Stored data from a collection
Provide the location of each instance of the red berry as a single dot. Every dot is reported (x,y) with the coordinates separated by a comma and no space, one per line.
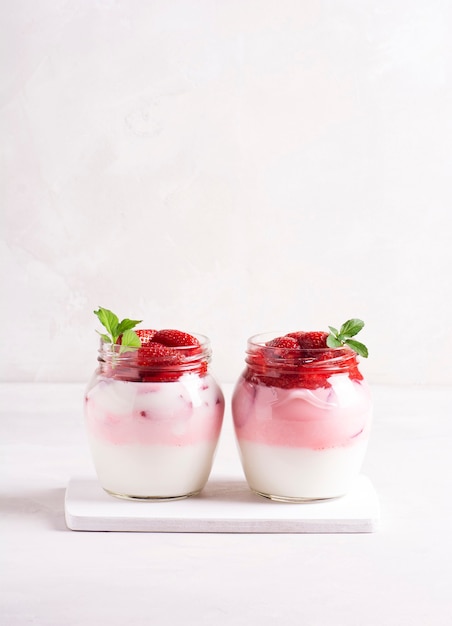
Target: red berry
(283,342)
(146,335)
(175,338)
(156,354)
(310,340)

▶ _What needs to be done_
Output the data above as a two-column CSV with the headers instruction and points, one row per instruction, giving its text and its answer each in a single double-quoted field with line breaks replaced by spaces. Leave out the pictures.

▶ _The output_
instruction,points
"Provide the location of each instance of the red berry as a single dot. Every dot is reported (x,y) with the coordinates separated by a comma and no space, one per line. Target: red berry","(283,342) (146,335) (175,338) (156,354) (310,340)"